EXERCISE DETAILS: Copy out all of the lines below exactly; the pictures do not belong in the copy.

Saved entries:
+---+
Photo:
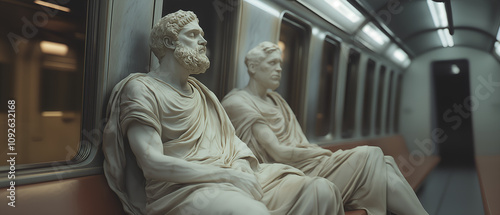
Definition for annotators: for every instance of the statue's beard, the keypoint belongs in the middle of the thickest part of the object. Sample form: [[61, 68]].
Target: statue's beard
[[191, 59]]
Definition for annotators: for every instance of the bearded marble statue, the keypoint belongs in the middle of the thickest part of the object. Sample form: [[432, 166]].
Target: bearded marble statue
[[364, 176], [171, 149]]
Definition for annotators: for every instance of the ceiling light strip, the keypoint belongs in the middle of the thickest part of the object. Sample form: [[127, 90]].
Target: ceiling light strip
[[51, 5]]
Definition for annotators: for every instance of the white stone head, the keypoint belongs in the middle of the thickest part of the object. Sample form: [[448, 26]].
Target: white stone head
[[264, 65], [180, 32]]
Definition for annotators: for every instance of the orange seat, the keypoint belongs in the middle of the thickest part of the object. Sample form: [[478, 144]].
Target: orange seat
[[489, 180]]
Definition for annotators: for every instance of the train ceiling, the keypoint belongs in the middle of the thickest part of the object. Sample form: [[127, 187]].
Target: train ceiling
[[476, 23]]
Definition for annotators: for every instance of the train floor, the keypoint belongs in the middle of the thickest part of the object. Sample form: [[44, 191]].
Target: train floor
[[452, 190]]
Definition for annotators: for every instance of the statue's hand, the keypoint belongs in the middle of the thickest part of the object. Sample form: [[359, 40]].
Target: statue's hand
[[242, 165], [245, 181]]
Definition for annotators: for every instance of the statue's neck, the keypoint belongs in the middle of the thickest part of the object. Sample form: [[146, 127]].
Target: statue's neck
[[171, 72]]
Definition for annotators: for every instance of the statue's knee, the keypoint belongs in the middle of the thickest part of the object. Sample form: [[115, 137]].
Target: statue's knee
[[246, 208], [325, 189], [373, 151]]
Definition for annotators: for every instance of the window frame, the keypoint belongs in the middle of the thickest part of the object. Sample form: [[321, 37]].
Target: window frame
[[295, 96], [368, 97], [348, 122], [88, 160]]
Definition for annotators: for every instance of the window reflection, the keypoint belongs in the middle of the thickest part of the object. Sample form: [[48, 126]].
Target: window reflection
[[327, 83], [390, 98], [380, 99], [368, 98], [349, 116], [293, 38], [41, 68], [397, 103]]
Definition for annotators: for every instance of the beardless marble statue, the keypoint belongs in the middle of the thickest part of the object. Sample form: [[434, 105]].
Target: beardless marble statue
[[171, 149], [365, 177]]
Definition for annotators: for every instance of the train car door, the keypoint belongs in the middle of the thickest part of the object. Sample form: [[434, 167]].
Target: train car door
[[453, 110]]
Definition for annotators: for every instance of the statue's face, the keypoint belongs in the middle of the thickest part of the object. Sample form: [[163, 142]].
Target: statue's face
[[191, 49], [268, 72]]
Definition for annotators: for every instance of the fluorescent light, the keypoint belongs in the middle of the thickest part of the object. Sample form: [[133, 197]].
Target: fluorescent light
[[339, 13], [446, 38], [346, 9], [264, 7], [455, 69], [442, 38], [375, 34], [497, 48], [449, 38], [498, 34], [52, 114], [51, 5], [438, 13], [54, 48], [396, 54], [400, 55]]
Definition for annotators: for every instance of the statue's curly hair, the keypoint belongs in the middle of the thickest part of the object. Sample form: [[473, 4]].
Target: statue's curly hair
[[169, 27], [260, 52]]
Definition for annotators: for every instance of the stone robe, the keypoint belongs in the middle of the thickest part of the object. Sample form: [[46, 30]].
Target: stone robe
[[359, 173], [195, 128]]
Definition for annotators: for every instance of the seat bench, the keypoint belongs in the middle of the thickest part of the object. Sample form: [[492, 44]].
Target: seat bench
[[92, 195], [415, 169], [76, 196], [488, 169]]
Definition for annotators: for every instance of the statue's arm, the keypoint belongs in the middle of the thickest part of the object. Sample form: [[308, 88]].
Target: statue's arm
[[147, 147], [280, 153]]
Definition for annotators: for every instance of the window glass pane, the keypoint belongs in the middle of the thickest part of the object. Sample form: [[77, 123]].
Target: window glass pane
[[350, 95], [326, 97], [390, 98], [397, 104], [292, 42], [41, 64], [367, 98], [380, 99]]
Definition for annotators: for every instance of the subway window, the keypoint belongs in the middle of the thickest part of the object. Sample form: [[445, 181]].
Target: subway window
[[397, 103], [327, 83], [368, 98], [380, 99], [292, 41], [42, 51], [390, 99], [348, 120]]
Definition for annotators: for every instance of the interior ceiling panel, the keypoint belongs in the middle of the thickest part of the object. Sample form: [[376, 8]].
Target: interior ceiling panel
[[476, 23]]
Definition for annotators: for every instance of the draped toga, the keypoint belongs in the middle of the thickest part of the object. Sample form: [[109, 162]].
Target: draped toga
[[195, 128], [359, 173]]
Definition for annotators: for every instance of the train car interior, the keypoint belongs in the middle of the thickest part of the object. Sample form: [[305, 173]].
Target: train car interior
[[418, 78]]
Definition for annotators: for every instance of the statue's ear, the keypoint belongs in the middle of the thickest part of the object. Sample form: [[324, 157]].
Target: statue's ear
[[169, 43], [251, 69]]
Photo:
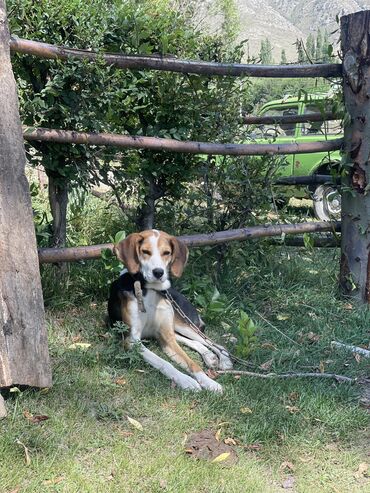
+---+
SOLUTION TO THIS TASK:
Photo:
Definition for annotators: for every instance of the statue's beard, the keypoint belongs in the middle of the thickest part of the object. Sample form: [[61, 68]].
Target: statue's beard
[[191, 59]]
Definition for annotators: for every instance of the bearded marble statue, the keypoint belongs in the middle of the thickest part of the object. Sample form: [[432, 166]].
Target: bearded marble statue
[[364, 176], [171, 149]]
Definition for annotators: for every instance of the ceiling light strip, the keypoint belongs in the middle of the thickest part of the object. Sample form: [[127, 90]].
Target: ceiling light strip
[[51, 5]]
Definition for annotators: for every instance of the white stone head, the keypoint belongs in the middle of the thickest part of the object. Sample form: [[448, 26]].
Target: white stone head
[[264, 65], [180, 32]]
Definition for annotators: for every instance of the orange seat, the keypoint belongs in the middle of the thickest part of the object. Sample form: [[478, 144]].
Target: orange seat
[[489, 180]]
Definition for annotators: for every instance of the train ceiling, the keypoint belongs in the middle of the thickest part of the object. Sample form: [[127, 187]].
Target: train ceiling
[[476, 23]]
Definition for annotators: for every instance of the train floor, the keypoint belongs in the middle of the thickest part of the object. Sample form: [[44, 191]].
Target: train floor
[[452, 190]]
Definition for annotators: for every instance of the statue's hand, the keypoint belongs in the middle of the thickest part of the object. Sample form: [[359, 40]].
Target: statue's hand
[[242, 165], [245, 181]]
Definition for annotators: for every instance of the statue's neck, the keypoint belongs in the middle of the thickest part of the object. Sample form: [[146, 127]].
Target: statue's neck
[[171, 72]]
Definition for annotators: for every instance of the statue's knee, the keypoint belongs in the middle of the thickest part of the object. Sample form: [[115, 137]].
Target: statue's knee
[[246, 208], [325, 189], [373, 151]]
Definition for annotators: for every instance of the window frame, the keypoint belongs in the middle of the thickest part of the object. Sample form: [[321, 37]].
Target: window frame
[[295, 96], [368, 97], [348, 122], [88, 160]]
Definition for annotators: for every instance of the window reflection, the keypoint belongs in the middle of the thickest part of the object. Sample form: [[48, 126]].
Target: window reflection
[[327, 83], [390, 98], [380, 99], [368, 98], [349, 116], [293, 38], [41, 68], [397, 103]]
Definition for annotators: for every instance of the beardless marble statue, the keypoint belongs in the middle of the thickest part of the object. Sample form: [[434, 105]].
Target: beardless marble statue
[[171, 149], [365, 177]]
Definition for annotators: for every instance of the train car door, the keypoint belongs in the middle of the thickest part of the object. Sample form: [[434, 167]].
Target: train car door
[[453, 110]]
Definition for annotators: for every instance of the statue's face, the keypoint belongs in the middle of the thickest part of the object. Sample form: [[163, 142]].
Target: statue's face
[[191, 49], [268, 72]]
Definition for annotators: for every instance of the fluorescent light, the keypoint belongs in the middle of the thickest part of the object. Sample form: [[133, 197]].
Target: fluorescent light
[[339, 13], [446, 38], [346, 9], [264, 7], [455, 69], [442, 38], [375, 34], [497, 48], [449, 38], [498, 34], [52, 114], [51, 5], [438, 13], [54, 48], [396, 54], [400, 55]]
Definition for annotators: for every instance of the statue's curly hair, the keypoint belongs in the middle of the thickest part of the object. Sample form: [[473, 4]].
Target: statue's curly hair
[[169, 27], [260, 52]]
Definition for annotators: for every instance of the stone robe, the keypoint belongs in the middle of the thickest part of the object. Sample form: [[46, 30]].
Target: stone robe
[[359, 173], [195, 128]]
Definition for annotators: for every instance of the seat bench, the keypoint belongs in the middle of the thickest part of the object. Sample form: [[492, 44]].
Target: seat bench
[[92, 195], [415, 169], [76, 196], [488, 169]]
Definition for annotators: for every instance of the statue's arm, the keypoint belongs in the middle of the thickest part of the object. Sample form: [[308, 88]].
Target: statue's arm
[[147, 147], [280, 153]]
Definition for annotators: for every instance of the window glass pane, the keypoint belongs in the middle of the thickest part of the object. Sample form: [[77, 123]].
Target: window glass pane
[[350, 95], [326, 97], [390, 98], [397, 104], [292, 42], [41, 64], [367, 98], [380, 99]]
Definition for annotators: for every instance of the subway window, the keypoint belongs in the middle of the thickest part of the object. Sample form: [[445, 181]].
Target: subway window
[[397, 103], [327, 83], [368, 98], [380, 99], [292, 41], [42, 51], [390, 99], [348, 120]]
Definition for annotators: for every instance of the interior ceiling panel, the keypoint belongs in the middle of the thickest part of the object. Sample form: [[376, 8]].
Target: interior ceiling panel
[[476, 23]]
Definition for annotators: for every instance of the draped toga, the keypoint belongs in the middle of the thickest part of the object. Sample form: [[109, 162]].
Target: draped toga
[[195, 128], [359, 173]]
Definition for annotators: for every instance of the train car interior, the keypoint belongs in the middle of the thickest part of the object. Sample form: [[305, 173]].
Target: train car interior
[[418, 78]]
Definition for annotators: for every instance of the statue's ear, the keypoint belongs in the middle of the thickest part of the object. Sample form: [[324, 157]].
Target: statue's ear
[[169, 43], [251, 69]]
Photo:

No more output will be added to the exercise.